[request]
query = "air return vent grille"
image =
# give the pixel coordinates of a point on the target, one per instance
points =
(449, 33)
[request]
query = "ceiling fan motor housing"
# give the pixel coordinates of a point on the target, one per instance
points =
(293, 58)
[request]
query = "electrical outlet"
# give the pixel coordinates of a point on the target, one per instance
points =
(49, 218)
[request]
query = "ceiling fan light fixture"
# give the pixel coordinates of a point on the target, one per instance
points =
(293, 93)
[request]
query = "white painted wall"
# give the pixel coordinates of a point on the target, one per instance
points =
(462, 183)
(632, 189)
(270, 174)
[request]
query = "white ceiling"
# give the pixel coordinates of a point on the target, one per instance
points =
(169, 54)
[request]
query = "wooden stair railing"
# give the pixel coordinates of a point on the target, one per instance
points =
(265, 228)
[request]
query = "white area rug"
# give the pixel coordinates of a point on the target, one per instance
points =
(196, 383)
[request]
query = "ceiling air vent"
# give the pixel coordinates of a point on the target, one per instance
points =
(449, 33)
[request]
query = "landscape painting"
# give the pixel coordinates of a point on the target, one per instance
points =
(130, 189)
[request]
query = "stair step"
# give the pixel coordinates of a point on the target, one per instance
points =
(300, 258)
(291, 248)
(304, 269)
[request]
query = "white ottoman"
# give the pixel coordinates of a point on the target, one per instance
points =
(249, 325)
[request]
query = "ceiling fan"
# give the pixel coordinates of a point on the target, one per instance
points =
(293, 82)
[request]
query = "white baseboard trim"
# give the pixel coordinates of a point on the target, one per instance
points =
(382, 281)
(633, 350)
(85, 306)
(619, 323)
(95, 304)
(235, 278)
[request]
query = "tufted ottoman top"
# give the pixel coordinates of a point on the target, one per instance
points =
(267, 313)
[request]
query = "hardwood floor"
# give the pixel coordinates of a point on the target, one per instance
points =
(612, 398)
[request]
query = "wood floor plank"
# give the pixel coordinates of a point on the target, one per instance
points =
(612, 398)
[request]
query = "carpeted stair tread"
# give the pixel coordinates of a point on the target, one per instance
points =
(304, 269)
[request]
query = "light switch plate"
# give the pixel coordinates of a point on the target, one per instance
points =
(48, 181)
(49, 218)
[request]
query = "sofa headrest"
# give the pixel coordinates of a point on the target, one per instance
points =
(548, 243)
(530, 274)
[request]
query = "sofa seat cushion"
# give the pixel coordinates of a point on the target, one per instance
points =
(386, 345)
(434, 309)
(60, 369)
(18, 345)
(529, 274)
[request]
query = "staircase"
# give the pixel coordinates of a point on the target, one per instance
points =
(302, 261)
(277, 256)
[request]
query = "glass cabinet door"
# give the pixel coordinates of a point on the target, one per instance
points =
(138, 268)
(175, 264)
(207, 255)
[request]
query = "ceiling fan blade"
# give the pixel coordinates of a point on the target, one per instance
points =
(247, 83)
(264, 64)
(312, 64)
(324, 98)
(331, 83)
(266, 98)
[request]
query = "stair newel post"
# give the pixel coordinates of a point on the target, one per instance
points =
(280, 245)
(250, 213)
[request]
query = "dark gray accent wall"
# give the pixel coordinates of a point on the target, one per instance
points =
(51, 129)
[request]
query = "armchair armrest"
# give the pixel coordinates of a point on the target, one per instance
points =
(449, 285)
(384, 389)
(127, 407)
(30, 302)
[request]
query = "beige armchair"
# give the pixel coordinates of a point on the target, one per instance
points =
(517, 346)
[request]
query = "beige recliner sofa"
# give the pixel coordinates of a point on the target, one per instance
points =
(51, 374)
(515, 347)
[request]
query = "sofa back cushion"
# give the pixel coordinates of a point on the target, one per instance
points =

-- -- --

Please restate the records in full, word for word.

## OUTPUT FOR THIS EXERCISE
[request]
query = "air return vent grille"
image =
# give the pixel coordinates of a point on the target, one per instance
points =
(449, 33)
[request]
query = "ceiling fan motor housing"
# give the pixel coordinates of a point on the target, one per instance
points =
(293, 58)
[request]
query = "electrical outlet"
# give the pixel coordinates of a point on the target, one per instance
points =
(49, 218)
[request]
query = "ceiling fan light fixture"
# give the pixel coordinates of a point on the target, one per instance
points =
(293, 93)
[request]
query = "white painted wall"
# give the pixel coordinates of a point on the target, one per instance
points =
(462, 183)
(632, 189)
(270, 174)
[request]
query = "white ceiling"
# give the pixel coordinates of a point on the target, one per instance
points =
(169, 54)
[request]
query = "wooden stair railing"
# give the pixel coordinates of a point on the target, one per instance
points =
(265, 228)
[request]
query = "white area rug"
# give the pixel coordinates of a point on the target, one per instance
points =
(196, 383)
[request]
query = "ceiling air vent"
# give the pixel coordinates of a point on the target, one per instance
points =
(449, 33)
[request]
query = "landscape painting"
# give the pixel coordinates of a point on the target, one per instance
points =
(130, 189)
[request]
query = "stair step"
# give the pixel coordinates of a point on the target, one per instance
points =
(300, 258)
(291, 248)
(304, 269)
[request]
query = "white ottoman"
# give the pixel coordinates of a point on the target, one per instance
points =
(249, 325)
[request]
query = "ceiling fan"
# give the pixel coordinates of a point on the target, one per instance
points =
(293, 82)
[request]
query = "white baseboard trim"
# give the pixel coordinates of a point on the target, one per instance
points =
(382, 281)
(633, 350)
(85, 306)
(619, 323)
(95, 304)
(235, 278)
[request]
query = "tufted ottoman top"
# give the pixel coordinates of a point on the target, one per instance
points =
(267, 313)
[request]
query = "hardwood floor"
# give the pixel coordinates of a point on the target, one per instance
points =
(612, 398)
[request]
query = "wood floor plank"
# give the pixel coordinates of a point on the target, one per instance
points =
(612, 398)
[request]
query = "carpeted stair tread"
# give the pixel coordinates of a point on the target, one per instance
points =
(304, 269)
[request]
query = "light switch plate"
# give the pixel coordinates of a point on the target, one per instance
points =
(48, 181)
(49, 218)
[request]
query = "sofa headrest"
# give the pixel coordinates of a point on the target, one per instance
points =
(548, 243)
(530, 274)
[request]
query = "sofa seat cushion"
# give the pixel coordinates of a point on the target, one per instance
points =
(386, 345)
(434, 309)
(60, 369)
(18, 345)
(529, 274)
[request]
query = "staircase"
# give the pixel coordinates of a point on the target, one per instance
points =
(302, 261)
(277, 256)
[request]
query = "glass cabinet door"
# give the pixel coordinates of a point on the target, one per instance
points =
(138, 268)
(175, 264)
(207, 255)
[request]
query = "ceiling fan blade"
# give the pixel coordinates of a point on the target, one per instance
points =
(247, 83)
(264, 64)
(312, 64)
(324, 98)
(331, 83)
(266, 98)
[request]
query = "stair newel post"
# give the pixel coordinates of a point on the target, one per instance
points =
(280, 245)
(250, 213)
[request]
query = "dark gray accent wall"
# give the pixel coordinates of a point on the target, one per instance
points =
(51, 129)
[request]
query = "armchair armrest"
# give the pixel coordinates of a point on the target, one per instance
points =
(449, 285)
(384, 389)
(127, 407)
(30, 302)
[request]
query = "beige armchair"
# give the pixel coordinates of a point on the target, one per instance
points =
(517, 346)
[request]
query = "beige recliner sofa"
# give the pixel coordinates of a point on the target, one per instance
points =
(51, 374)
(515, 347)
[request]
query = "sofa back cushion"
# give the pixel coordinates of a point on the target, one per instance
points =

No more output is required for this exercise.